What you need to do>
[a] From the school enrollment dispute excerpt, duplicate the stretch from "3. Of crucial" through "9 at ¶ 14).".
[b] Answer these questions using the school enrollment dispute excerpt:
(i) For how long have Plaintiffs attended Bayard since the current school year began?
(ii) In which school district is the godmother's residence located?
(iii) Which school does the father want Plaintiffs to attend?

[Start Document extract]

2. While some of the facts are understandably a bit murky at this extremely early stage of the case, it appears that at a certain point during the summer the father enrolled Plaintiffs in Bayard Middle School ("Bayard") in Christina. (D.I. 9 at ¶¶ 5-6) Since the current school year began, Plaintiffs have attended Skyline for one day and Bayard for two weeks; otherwise, they have not attended school. (Id. at ¶¶ 9-10, 12) Most recently, apparently sometime last week, Plaintiffs' mother moved them from their father's residence to the residence of their godmother, which is located in the Colonial School District ("Colonial"). (D.I. 11-2)

3. Of crucial importance is the fact that Plaintiffs' mother and father share joint custody of the children. (D.I. 11, Ex. A) Sadly, the parents are not in agreement as to the best school for their children to attend. The mother wants Plaintiffs to attend Skyline (and there is indication that Plaintiffs themselves prefer Skyline) (id. at ¶¶ 11-15, 42), while the father wants them to attend Bayard (D.I. 9 at ¶ 14).

[End Document extract]
[Start Extracted information]

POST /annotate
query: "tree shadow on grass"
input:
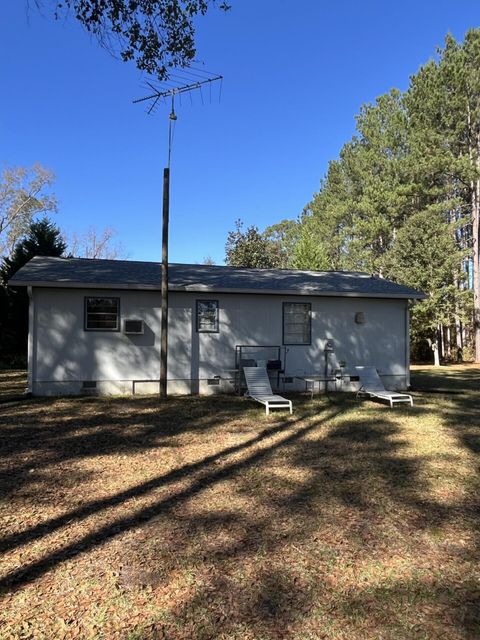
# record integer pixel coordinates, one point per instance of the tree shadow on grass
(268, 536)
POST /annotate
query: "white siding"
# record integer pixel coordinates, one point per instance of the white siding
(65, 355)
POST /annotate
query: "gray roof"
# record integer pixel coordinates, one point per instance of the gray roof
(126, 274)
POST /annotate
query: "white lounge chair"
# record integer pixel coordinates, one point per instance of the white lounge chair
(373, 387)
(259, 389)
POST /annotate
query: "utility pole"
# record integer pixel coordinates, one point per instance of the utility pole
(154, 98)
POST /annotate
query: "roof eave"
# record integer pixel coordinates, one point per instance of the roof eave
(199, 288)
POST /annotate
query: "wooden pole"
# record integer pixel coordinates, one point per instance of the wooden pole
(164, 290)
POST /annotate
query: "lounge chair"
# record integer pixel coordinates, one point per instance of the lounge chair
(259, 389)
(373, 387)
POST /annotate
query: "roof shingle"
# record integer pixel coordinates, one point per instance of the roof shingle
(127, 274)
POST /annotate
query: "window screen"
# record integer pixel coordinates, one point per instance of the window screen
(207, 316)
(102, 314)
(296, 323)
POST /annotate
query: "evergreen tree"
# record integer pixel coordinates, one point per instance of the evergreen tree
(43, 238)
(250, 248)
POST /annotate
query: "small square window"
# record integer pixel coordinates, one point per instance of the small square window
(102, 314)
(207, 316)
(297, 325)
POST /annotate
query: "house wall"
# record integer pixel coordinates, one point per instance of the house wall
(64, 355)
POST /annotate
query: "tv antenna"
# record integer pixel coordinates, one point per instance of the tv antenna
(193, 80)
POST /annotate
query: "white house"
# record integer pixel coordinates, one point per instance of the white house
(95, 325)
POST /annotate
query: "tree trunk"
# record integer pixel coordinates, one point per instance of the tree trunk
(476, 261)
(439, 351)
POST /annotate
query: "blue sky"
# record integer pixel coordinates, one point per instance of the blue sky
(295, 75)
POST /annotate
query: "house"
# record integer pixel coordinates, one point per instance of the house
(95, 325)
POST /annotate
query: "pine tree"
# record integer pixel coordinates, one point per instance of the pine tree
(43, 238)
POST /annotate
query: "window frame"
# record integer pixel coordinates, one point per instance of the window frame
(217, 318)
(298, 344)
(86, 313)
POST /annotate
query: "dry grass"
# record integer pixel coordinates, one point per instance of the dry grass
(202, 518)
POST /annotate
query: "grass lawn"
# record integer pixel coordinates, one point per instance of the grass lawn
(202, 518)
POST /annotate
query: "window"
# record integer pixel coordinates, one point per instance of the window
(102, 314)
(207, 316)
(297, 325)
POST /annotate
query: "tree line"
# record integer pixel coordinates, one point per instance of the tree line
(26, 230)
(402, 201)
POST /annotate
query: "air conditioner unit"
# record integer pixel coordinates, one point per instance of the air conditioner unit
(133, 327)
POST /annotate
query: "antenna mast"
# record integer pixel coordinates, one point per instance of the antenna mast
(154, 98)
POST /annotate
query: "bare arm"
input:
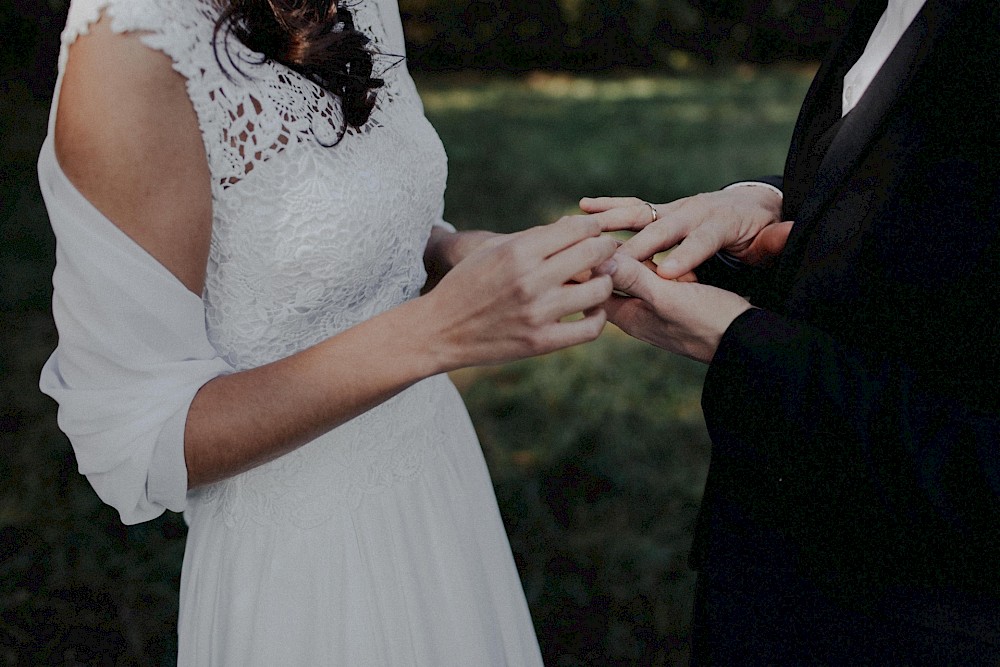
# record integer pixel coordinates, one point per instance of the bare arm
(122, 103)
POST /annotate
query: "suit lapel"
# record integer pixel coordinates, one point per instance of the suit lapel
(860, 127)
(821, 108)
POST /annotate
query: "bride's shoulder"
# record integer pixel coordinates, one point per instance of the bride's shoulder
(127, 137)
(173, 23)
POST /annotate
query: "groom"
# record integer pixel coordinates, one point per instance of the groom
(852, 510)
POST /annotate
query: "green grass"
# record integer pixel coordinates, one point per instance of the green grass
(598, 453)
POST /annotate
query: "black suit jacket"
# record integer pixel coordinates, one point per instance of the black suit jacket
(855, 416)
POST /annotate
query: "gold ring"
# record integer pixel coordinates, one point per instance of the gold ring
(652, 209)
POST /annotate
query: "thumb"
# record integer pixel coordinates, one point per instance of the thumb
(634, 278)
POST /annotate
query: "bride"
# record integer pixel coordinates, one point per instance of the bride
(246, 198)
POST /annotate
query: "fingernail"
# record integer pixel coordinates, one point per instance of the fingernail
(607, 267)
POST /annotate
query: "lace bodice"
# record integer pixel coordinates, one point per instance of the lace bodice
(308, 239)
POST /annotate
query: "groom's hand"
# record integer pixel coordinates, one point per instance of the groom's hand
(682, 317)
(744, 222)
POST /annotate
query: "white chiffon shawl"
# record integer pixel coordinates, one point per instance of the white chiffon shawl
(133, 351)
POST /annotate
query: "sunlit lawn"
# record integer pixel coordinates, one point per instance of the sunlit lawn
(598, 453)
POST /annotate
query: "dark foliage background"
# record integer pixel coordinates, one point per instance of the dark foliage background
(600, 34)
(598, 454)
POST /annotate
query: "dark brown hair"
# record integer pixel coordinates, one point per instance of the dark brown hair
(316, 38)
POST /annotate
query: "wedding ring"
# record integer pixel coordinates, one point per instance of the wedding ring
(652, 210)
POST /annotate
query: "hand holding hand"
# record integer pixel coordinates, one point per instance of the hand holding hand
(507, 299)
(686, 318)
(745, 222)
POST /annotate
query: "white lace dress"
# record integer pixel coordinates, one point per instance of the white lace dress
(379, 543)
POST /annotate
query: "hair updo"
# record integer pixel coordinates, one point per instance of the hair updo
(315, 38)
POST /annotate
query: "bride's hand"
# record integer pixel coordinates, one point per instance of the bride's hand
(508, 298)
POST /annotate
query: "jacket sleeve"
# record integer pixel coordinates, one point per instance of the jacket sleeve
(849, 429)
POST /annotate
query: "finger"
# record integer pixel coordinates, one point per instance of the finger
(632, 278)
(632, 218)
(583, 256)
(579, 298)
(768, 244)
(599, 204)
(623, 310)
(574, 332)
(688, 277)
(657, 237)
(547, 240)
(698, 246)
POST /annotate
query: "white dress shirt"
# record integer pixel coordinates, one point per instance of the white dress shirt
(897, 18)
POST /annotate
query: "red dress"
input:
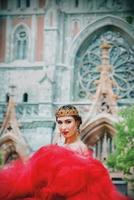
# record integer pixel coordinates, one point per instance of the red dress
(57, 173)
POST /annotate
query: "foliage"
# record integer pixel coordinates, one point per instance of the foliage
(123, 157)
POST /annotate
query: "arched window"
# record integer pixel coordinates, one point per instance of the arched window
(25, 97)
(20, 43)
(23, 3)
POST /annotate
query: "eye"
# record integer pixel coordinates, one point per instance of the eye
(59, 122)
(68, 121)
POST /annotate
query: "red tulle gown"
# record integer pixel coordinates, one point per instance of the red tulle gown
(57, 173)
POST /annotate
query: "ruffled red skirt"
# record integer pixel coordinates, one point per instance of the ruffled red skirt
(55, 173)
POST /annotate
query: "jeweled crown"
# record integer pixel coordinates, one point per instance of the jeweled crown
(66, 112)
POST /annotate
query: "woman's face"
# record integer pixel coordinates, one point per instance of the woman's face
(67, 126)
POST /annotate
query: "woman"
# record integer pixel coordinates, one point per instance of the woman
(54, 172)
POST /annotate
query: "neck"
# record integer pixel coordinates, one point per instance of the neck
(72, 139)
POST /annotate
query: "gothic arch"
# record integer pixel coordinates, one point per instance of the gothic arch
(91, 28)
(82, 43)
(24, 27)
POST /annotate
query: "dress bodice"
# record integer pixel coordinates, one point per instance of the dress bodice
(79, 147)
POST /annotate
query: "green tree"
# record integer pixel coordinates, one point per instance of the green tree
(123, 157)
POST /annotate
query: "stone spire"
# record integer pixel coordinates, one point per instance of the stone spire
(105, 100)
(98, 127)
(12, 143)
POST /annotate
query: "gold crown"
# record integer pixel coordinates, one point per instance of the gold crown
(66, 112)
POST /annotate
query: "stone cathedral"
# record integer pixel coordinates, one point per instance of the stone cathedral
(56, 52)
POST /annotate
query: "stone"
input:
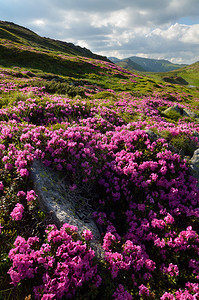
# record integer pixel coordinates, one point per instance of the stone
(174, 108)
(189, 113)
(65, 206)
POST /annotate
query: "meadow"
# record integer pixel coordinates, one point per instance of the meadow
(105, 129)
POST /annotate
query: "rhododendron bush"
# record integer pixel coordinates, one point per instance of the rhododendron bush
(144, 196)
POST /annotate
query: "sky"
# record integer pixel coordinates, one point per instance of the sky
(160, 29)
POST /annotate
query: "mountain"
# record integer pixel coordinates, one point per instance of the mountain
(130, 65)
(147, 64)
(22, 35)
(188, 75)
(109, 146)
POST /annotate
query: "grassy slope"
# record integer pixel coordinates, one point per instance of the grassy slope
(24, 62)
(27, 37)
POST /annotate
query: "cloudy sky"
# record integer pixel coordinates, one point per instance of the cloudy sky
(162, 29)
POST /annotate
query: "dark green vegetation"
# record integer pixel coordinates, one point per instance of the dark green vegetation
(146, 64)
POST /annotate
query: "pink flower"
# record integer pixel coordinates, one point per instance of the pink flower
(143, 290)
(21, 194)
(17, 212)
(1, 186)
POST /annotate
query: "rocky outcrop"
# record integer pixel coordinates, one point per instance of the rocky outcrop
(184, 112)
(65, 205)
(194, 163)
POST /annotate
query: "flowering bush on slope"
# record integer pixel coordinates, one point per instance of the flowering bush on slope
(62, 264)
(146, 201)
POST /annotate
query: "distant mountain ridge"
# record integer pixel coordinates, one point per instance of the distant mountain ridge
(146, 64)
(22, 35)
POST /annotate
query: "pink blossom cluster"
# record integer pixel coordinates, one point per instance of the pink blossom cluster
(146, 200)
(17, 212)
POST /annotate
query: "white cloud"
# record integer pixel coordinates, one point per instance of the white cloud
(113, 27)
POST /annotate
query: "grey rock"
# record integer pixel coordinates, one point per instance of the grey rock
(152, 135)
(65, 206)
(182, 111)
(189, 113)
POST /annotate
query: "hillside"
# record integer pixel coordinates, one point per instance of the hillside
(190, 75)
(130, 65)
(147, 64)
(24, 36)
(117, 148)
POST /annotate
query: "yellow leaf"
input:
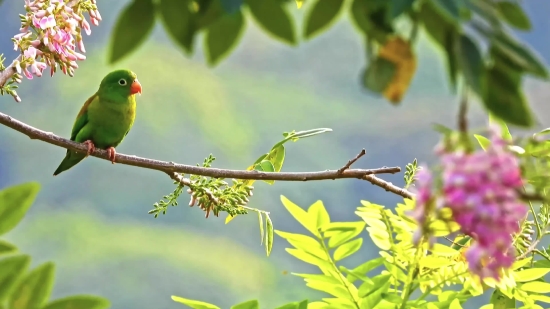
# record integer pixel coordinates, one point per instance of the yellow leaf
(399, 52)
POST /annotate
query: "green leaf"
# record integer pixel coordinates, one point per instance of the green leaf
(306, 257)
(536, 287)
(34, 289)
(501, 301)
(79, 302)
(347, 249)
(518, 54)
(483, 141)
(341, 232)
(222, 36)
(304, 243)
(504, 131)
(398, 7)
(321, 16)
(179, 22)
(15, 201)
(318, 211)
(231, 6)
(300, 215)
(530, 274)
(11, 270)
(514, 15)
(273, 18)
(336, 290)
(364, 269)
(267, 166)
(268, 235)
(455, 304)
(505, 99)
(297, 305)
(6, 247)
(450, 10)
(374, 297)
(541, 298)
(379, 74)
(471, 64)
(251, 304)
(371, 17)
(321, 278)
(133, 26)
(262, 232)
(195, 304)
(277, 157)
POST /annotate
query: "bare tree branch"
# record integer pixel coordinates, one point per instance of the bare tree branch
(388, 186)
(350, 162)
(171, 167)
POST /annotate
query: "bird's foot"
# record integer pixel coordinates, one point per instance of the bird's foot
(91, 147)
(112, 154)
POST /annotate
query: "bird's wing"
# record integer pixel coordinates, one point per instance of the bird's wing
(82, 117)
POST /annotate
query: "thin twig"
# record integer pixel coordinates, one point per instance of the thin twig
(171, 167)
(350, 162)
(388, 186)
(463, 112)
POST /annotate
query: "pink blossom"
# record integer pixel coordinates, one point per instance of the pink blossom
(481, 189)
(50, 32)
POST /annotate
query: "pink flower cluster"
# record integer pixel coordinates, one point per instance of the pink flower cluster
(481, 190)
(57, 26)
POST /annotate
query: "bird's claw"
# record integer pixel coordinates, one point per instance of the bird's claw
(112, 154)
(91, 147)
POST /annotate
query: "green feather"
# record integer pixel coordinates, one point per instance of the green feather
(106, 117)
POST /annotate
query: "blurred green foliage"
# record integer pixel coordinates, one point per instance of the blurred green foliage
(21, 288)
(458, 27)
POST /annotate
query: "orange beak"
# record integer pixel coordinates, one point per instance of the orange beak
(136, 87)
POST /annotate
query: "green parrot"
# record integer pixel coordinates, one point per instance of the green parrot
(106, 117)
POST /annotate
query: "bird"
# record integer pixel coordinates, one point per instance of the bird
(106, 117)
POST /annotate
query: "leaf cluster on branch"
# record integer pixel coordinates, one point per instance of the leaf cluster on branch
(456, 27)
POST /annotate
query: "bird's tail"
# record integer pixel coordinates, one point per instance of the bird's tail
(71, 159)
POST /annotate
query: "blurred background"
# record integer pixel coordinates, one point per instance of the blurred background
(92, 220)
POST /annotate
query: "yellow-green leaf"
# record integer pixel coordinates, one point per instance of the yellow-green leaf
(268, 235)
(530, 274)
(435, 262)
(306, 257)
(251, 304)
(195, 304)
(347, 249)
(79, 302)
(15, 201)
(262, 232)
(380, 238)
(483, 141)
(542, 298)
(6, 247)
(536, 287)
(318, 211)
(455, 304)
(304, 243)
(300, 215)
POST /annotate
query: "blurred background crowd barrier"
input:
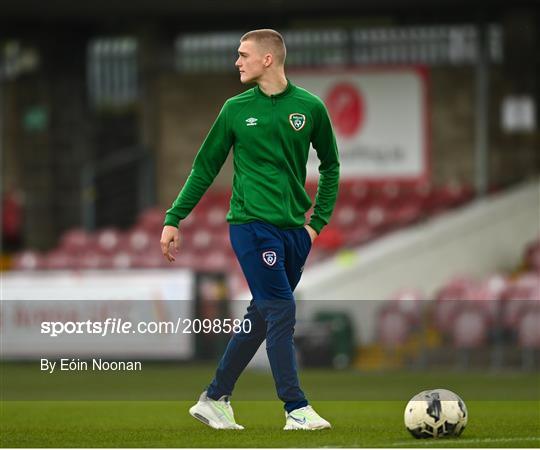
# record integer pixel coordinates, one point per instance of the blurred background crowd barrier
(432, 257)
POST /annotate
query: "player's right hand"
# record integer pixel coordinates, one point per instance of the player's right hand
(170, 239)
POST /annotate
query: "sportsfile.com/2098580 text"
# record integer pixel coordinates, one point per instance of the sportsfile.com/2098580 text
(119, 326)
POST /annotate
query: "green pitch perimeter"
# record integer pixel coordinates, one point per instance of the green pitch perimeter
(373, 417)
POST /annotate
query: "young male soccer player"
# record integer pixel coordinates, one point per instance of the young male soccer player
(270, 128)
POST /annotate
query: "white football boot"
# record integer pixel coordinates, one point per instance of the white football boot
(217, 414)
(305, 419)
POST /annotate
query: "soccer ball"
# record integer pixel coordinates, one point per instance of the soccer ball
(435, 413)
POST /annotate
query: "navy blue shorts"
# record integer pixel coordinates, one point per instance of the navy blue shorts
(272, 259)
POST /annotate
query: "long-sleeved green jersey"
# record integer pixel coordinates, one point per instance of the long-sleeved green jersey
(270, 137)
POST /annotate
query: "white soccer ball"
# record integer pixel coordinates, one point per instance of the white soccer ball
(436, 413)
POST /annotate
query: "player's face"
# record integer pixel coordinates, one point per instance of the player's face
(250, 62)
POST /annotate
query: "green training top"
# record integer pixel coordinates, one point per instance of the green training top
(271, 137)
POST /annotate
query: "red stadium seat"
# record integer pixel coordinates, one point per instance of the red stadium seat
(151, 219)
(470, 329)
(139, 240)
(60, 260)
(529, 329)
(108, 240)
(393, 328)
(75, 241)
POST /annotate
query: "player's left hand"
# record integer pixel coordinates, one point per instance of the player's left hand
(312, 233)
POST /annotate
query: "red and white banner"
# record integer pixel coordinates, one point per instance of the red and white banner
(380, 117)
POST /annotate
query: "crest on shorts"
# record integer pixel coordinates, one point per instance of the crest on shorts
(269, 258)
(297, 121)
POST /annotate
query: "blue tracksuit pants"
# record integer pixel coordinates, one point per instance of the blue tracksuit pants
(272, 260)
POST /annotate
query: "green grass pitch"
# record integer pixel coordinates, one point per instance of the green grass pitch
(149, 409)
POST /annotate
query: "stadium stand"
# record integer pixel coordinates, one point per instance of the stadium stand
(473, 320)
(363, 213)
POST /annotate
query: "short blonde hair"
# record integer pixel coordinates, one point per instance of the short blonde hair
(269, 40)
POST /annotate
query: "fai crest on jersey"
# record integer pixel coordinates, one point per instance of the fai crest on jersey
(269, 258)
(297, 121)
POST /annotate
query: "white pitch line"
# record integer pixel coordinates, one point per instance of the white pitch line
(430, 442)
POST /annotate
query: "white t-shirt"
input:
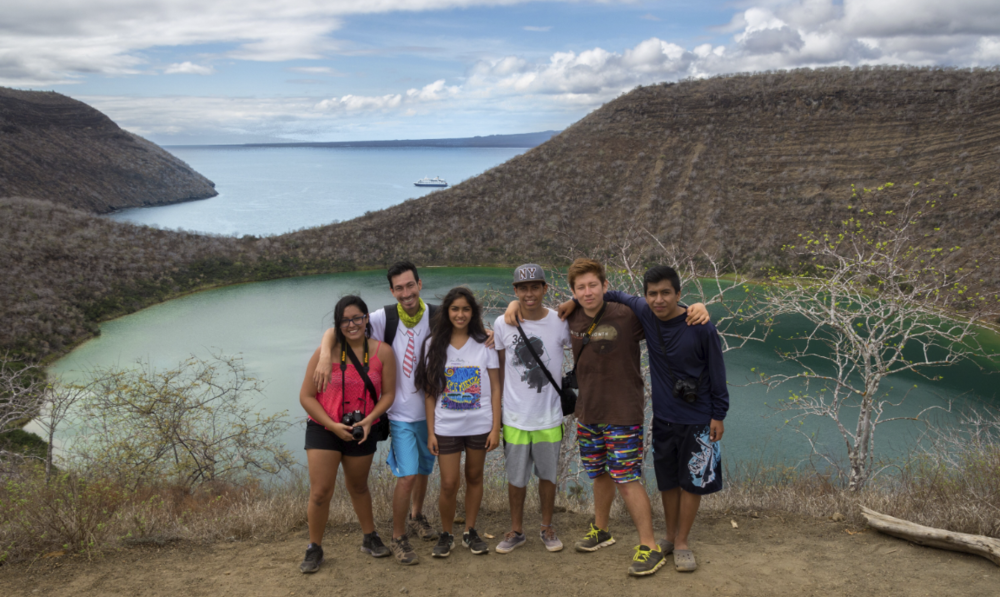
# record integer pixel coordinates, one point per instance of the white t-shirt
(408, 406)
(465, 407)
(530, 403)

[End Extracted information]

Answers given>
[a]
3. Of crucial importance is the fact that Plaintiffs' mother and father share joint custody of the children. (D.I. 11, Ex. A) Sadly, the parents are not in agreement as to the best school for their children to attend. The mother wants Plaintiffs to attend Skyline (and there is indication that Plaintiffs themselves prefer Skyline) (id. at ¶¶ 11-15, 42), while the father wants them to attend Bayard (D.I. 9 at ¶ 14).

[b]
(i) Two weeks
(ii) The Colonial School District
(iii) Bayard Middle School